Task statement
Please retype every entry, keeping each one exactly as written.

Dataset records

┄┄┄┄┄┄┄┄┄┄

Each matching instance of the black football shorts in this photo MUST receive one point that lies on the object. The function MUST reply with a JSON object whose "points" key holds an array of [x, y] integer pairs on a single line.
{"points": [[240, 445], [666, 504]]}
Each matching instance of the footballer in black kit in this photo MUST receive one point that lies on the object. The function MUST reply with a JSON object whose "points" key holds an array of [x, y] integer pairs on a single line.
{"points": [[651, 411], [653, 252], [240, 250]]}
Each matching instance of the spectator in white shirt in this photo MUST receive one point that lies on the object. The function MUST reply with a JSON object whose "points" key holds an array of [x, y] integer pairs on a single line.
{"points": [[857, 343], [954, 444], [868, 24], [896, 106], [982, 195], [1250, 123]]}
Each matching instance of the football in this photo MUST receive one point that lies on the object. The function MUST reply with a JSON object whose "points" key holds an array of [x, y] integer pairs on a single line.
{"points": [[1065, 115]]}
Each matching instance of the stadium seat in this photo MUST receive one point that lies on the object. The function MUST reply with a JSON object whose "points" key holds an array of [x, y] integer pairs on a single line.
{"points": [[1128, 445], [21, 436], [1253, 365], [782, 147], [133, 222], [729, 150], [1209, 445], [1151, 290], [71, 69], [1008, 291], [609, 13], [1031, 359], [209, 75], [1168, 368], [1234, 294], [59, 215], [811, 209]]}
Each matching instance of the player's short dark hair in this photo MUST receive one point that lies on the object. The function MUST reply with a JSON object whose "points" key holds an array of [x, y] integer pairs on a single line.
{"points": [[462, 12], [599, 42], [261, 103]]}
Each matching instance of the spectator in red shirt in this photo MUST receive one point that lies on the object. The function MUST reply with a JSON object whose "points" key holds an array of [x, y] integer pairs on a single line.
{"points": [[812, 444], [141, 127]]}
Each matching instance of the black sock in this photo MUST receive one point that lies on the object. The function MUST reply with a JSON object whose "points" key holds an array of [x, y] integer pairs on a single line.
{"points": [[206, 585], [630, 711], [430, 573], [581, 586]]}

┄┄┄┄┄┄┄┄┄┄

Task output
Each matching instance of the black football shorts in this photo MUST receive one point that lies on the object. The function MUST reply with a JSON object whose "points" key holds an array of [x, y] integer pairs on a single line.
{"points": [[240, 445], [666, 504]]}
Each matching instance of the footballer in black kit in this photo MUST receive one point that lies on the object. The function MUST reply with a JSON object whose "points" key holds an array of [x, y] integer pairs on a single line.
{"points": [[651, 411], [653, 252], [240, 250]]}
Each matching instance of the spectator in white shirt in this photo MUST receive one point that lies on the object. The function MUST reply with a JSON object whose "points" key holds an array of [x, y] integer pairs on a single line.
{"points": [[857, 343], [954, 444], [868, 24], [896, 106], [982, 195], [1250, 123]]}
Each matching instance of the football in this photo MUST receive one point that lies on the object. The function MUST reply with a JSON object whose "points" key holds an array of [x, y] integer pairs on a single line.
{"points": [[1065, 115]]}
Each matching instance of the stadium seat in this photo MUST receive one point that lies on the object. The function MUST reply with a JSON object whose "points" key holds an array of [x, y] integer pairs on a single line.
{"points": [[1128, 445], [21, 436], [1253, 365], [782, 147], [133, 222], [729, 150], [1209, 445], [1151, 290], [71, 69], [1008, 291], [609, 13], [1031, 359], [209, 75], [1168, 368], [1234, 294], [59, 215], [811, 209]]}
Each matching instance of the player's short dark hair in this photo MUST receive one point that lies on the object. The function MUST reply with a JSON object whose "points" key holds an array of [x, y] integer pairs on a single line.
{"points": [[462, 12], [599, 42], [261, 103]]}
Each matching instance of the spectator in red shirt in this photo MUST receive one point that lies on the object. The function MUST reply with a JSON object whose "points" key holds an array of [x, y] integer pairs on a single line.
{"points": [[812, 444], [141, 127]]}
Each matching instance of the black sock in this photo MUST receive one point that lies on the object. The function MUST reply with a JSON object whose "points" key holds an array of [x, y] integer pairs on a single line.
{"points": [[206, 585], [630, 711], [430, 573], [581, 586]]}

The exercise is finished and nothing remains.